Brief
Let the line containing "103 131 L 72" serve as the first line of the answer and the final line of the entries as its last, with every line between copied exactly.

Information shown
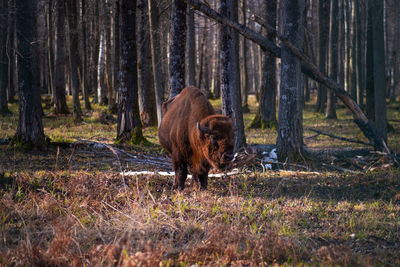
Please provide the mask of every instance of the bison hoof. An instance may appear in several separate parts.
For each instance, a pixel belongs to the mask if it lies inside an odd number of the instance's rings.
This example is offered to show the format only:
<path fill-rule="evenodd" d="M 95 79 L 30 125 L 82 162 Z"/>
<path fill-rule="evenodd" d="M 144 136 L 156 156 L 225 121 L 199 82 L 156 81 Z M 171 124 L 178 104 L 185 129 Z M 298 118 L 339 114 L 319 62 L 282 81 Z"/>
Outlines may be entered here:
<path fill-rule="evenodd" d="M 183 191 L 183 189 L 185 189 L 184 185 L 179 185 L 179 184 L 174 184 L 172 186 L 173 189 L 179 189 L 179 191 Z"/>

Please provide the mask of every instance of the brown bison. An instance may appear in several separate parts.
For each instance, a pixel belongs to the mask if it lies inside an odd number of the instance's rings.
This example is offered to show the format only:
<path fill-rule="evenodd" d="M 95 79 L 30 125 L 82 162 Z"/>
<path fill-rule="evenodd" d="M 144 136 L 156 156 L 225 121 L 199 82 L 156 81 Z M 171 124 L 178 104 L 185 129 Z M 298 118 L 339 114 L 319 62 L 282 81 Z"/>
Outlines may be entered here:
<path fill-rule="evenodd" d="M 208 171 L 226 169 L 233 159 L 232 121 L 216 115 L 203 93 L 189 86 L 162 106 L 158 130 L 161 146 L 170 154 L 175 171 L 174 187 L 185 186 L 188 166 L 194 180 L 207 188 Z"/>

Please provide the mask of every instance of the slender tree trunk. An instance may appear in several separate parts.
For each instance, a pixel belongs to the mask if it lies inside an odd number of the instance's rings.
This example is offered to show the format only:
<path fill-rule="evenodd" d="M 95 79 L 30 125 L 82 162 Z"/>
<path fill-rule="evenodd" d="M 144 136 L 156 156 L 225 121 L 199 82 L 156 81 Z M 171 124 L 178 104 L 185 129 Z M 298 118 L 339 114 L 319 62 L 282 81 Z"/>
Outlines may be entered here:
<path fill-rule="evenodd" d="M 138 144 L 143 142 L 139 116 L 136 56 L 136 0 L 121 1 L 122 60 L 118 90 L 117 140 Z"/>
<path fill-rule="evenodd" d="M 67 16 L 69 26 L 69 66 L 72 87 L 72 116 L 74 121 L 82 121 L 82 110 L 79 102 L 79 76 L 81 62 L 78 45 L 78 10 L 76 0 L 67 1 Z"/>
<path fill-rule="evenodd" d="M 265 21 L 272 27 L 276 27 L 277 1 L 266 2 Z M 275 42 L 275 34 L 269 32 L 267 38 Z M 276 57 L 265 51 L 263 53 L 262 79 L 260 91 L 260 104 L 256 116 L 250 128 L 276 127 Z"/>
<path fill-rule="evenodd" d="M 102 10 L 102 9 L 101 9 Z M 102 13 L 102 12 L 100 12 Z M 97 97 L 100 105 L 107 104 L 106 76 L 106 28 L 105 19 L 100 19 L 100 40 L 97 61 Z"/>
<path fill-rule="evenodd" d="M 3 14 L 8 14 L 7 1 L 0 1 L 0 10 Z M 7 59 L 7 27 L 0 27 L 0 115 L 9 113 L 7 104 L 7 77 L 8 77 L 8 59 Z"/>
<path fill-rule="evenodd" d="M 121 6 L 120 6 L 120 0 L 116 0 L 114 2 L 114 79 L 113 79 L 113 86 L 114 86 L 114 92 L 117 88 L 119 88 L 119 71 L 120 71 L 120 55 L 121 55 L 121 46 L 120 46 L 120 40 L 121 40 L 121 19 L 120 19 L 120 12 L 121 12 Z M 116 102 L 118 99 L 116 99 Z"/>
<path fill-rule="evenodd" d="M 83 96 L 83 103 L 85 105 L 86 110 L 92 109 L 90 106 L 89 100 L 89 70 L 88 70 L 88 54 L 90 50 L 87 48 L 88 41 L 87 41 L 87 27 L 88 27 L 88 18 L 86 15 L 87 7 L 86 7 L 86 0 L 82 0 L 82 48 L 84 51 L 84 55 L 82 57 L 82 77 L 81 77 L 81 84 L 82 84 L 82 96 Z"/>
<path fill-rule="evenodd" d="M 147 0 L 139 1 L 139 110 L 144 126 L 157 122 L 153 73 L 151 67 L 150 33 Z"/>
<path fill-rule="evenodd" d="M 372 9 L 373 31 L 373 64 L 374 64 L 374 93 L 375 93 L 375 125 L 387 141 L 386 119 L 386 72 L 385 72 L 385 42 L 383 28 L 383 0 L 369 0 Z"/>
<path fill-rule="evenodd" d="M 172 0 L 172 25 L 170 42 L 170 97 L 185 87 L 186 3 Z"/>
<path fill-rule="evenodd" d="M 395 14 L 400 13 L 400 1 L 395 1 Z M 400 20 L 395 22 L 394 31 L 394 70 L 393 70 L 393 93 L 392 100 L 396 102 L 396 94 L 400 91 Z"/>
<path fill-rule="evenodd" d="M 357 104 L 362 107 L 364 105 L 364 45 L 363 45 L 363 26 L 360 12 L 360 0 L 355 0 L 356 10 L 356 27 L 357 27 Z"/>
<path fill-rule="evenodd" d="M 114 101 L 113 89 L 113 62 L 112 62 L 112 19 L 111 19 L 111 0 L 106 0 L 105 14 L 104 14 L 104 29 L 105 29 L 105 70 L 104 70 L 104 86 L 107 92 L 107 106 L 108 110 L 114 112 L 116 110 L 116 103 Z"/>
<path fill-rule="evenodd" d="M 8 61 L 8 78 L 7 78 L 7 102 L 15 102 L 15 94 L 18 91 L 18 68 L 17 68 L 17 55 L 16 55 L 16 24 L 15 24 L 15 2 L 8 0 L 8 14 L 7 14 L 7 61 Z"/>
<path fill-rule="evenodd" d="M 319 0 L 319 70 L 322 73 L 327 71 L 327 55 L 329 41 L 329 1 Z M 326 87 L 322 84 L 318 86 L 318 98 L 316 110 L 325 112 Z"/>
<path fill-rule="evenodd" d="M 356 9 L 355 1 L 351 0 L 352 8 L 351 8 L 351 45 L 349 48 L 350 52 L 350 95 L 357 99 L 357 22 L 356 22 Z"/>
<path fill-rule="evenodd" d="M 19 68 L 19 119 L 14 143 L 43 146 L 45 136 L 42 124 L 42 107 L 38 87 L 32 74 L 35 45 L 35 1 L 17 1 L 18 68 Z M 22 38 L 21 38 L 22 37 Z"/>
<path fill-rule="evenodd" d="M 221 0 L 220 3 L 221 14 L 231 18 L 233 21 L 237 21 L 237 0 Z M 232 118 L 235 129 L 235 150 L 237 151 L 246 144 L 243 115 L 241 113 L 240 79 L 237 79 L 239 76 L 237 67 L 239 65 L 238 36 L 235 38 L 233 30 L 225 27 L 221 30 L 220 38 L 222 113 Z"/>
<path fill-rule="evenodd" d="M 375 92 L 374 92 L 374 43 L 373 43 L 373 30 L 372 30 L 372 8 L 368 2 L 368 28 L 367 28 L 367 75 L 366 75 L 366 93 L 367 105 L 366 115 L 369 120 L 375 120 Z"/>
<path fill-rule="evenodd" d="M 97 71 L 98 71 L 98 59 L 99 59 L 99 46 L 100 46 L 100 16 L 99 7 L 96 1 L 94 5 L 91 6 L 91 12 L 94 16 L 90 20 L 89 29 L 89 40 L 90 40 L 90 62 L 89 62 L 89 88 L 92 89 L 94 93 L 93 103 L 99 103 L 98 93 L 97 93 Z"/>
<path fill-rule="evenodd" d="M 148 16 L 150 26 L 151 65 L 153 69 L 154 91 L 156 98 L 157 125 L 160 126 L 162 119 L 162 102 L 164 100 L 163 73 L 161 70 L 161 47 L 159 34 L 159 13 L 157 2 L 148 0 Z"/>
<path fill-rule="evenodd" d="M 338 82 L 338 14 L 339 0 L 331 0 L 330 8 L 330 40 L 329 40 L 329 76 Z M 336 119 L 336 97 L 332 91 L 328 92 L 325 117 L 327 119 Z"/>
<path fill-rule="evenodd" d="M 56 0 L 57 5 L 57 33 L 55 49 L 55 77 L 54 77 L 54 112 L 56 114 L 68 114 L 69 110 L 65 99 L 65 2 Z"/>
<path fill-rule="evenodd" d="M 196 40 L 194 30 L 194 11 L 187 6 L 187 78 L 188 85 L 196 84 Z"/>
<path fill-rule="evenodd" d="M 246 26 L 246 9 L 247 9 L 247 0 L 242 0 L 242 24 Z M 248 107 L 248 98 L 249 98 L 249 75 L 248 75 L 248 60 L 247 60 L 247 39 L 245 37 L 242 37 L 242 64 L 241 64 L 241 77 L 242 77 L 242 83 L 241 83 L 241 91 L 242 91 L 242 106 L 243 106 L 243 111 L 249 112 L 249 107 Z"/>
<path fill-rule="evenodd" d="M 283 34 L 289 42 L 303 47 L 304 0 L 283 0 Z M 301 65 L 284 44 L 281 47 L 281 88 L 279 98 L 278 159 L 281 162 L 299 160 L 302 156 L 303 125 Z"/>

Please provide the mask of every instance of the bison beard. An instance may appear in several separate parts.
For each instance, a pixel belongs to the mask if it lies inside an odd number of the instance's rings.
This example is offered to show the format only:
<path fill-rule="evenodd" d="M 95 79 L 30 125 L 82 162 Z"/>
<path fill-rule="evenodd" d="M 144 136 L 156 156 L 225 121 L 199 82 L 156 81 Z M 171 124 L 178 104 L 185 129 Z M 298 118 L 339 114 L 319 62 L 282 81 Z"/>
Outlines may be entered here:
<path fill-rule="evenodd" d="M 163 103 L 164 117 L 158 130 L 161 146 L 170 154 L 175 171 L 174 187 L 183 190 L 189 170 L 207 188 L 211 167 L 224 170 L 233 159 L 232 121 L 216 115 L 203 93 L 189 86 Z"/>

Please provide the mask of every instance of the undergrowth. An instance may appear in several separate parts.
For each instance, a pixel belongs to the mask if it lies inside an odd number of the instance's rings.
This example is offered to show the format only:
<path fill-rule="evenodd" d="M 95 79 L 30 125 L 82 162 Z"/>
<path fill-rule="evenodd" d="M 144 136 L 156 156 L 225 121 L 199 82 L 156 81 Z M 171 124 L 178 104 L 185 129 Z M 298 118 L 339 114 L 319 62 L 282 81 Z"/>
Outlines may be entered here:
<path fill-rule="evenodd" d="M 250 99 L 251 122 L 256 106 Z M 218 106 L 218 101 L 213 101 Z M 15 112 L 15 107 L 11 110 Z M 96 107 L 101 112 L 103 107 Z M 389 109 L 389 119 L 399 113 Z M 112 144 L 115 122 L 45 110 L 54 141 Z M 338 121 L 304 113 L 305 128 L 364 140 L 345 109 Z M 17 116 L 1 118 L 0 139 L 12 137 Z M 399 151 L 400 125 L 389 145 Z M 144 129 L 151 146 L 124 145 L 132 154 L 158 156 L 157 129 Z M 274 143 L 273 130 L 250 129 L 249 143 Z M 305 136 L 313 133 L 305 131 Z M 318 136 L 309 147 L 352 144 Z M 49 146 L 24 152 L 0 147 L 0 265 L 5 266 L 267 266 L 400 265 L 400 171 L 364 173 L 247 171 L 209 179 L 184 191 L 173 178 L 122 176 L 154 166 L 109 160 L 101 150 Z"/>

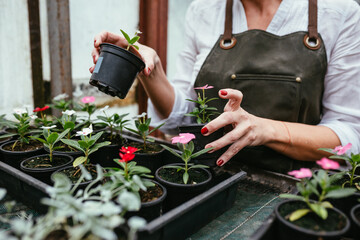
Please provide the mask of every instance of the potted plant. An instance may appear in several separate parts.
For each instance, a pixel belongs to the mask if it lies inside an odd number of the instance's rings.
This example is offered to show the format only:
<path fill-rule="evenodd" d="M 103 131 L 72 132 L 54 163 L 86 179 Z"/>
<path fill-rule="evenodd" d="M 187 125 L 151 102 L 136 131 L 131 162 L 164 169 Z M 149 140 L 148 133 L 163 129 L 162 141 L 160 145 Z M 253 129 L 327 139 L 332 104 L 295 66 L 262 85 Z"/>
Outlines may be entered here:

Result below
<path fill-rule="evenodd" d="M 103 131 L 72 132 L 54 163 L 86 179 Z"/>
<path fill-rule="evenodd" d="M 187 125 L 151 102 L 136 131 L 131 162 L 164 169 Z M 149 140 L 148 133 L 163 129 L 162 141 L 160 145 Z M 253 129 L 327 139 L 332 104 L 295 66 L 262 85 Z"/>
Outlines may be entered here:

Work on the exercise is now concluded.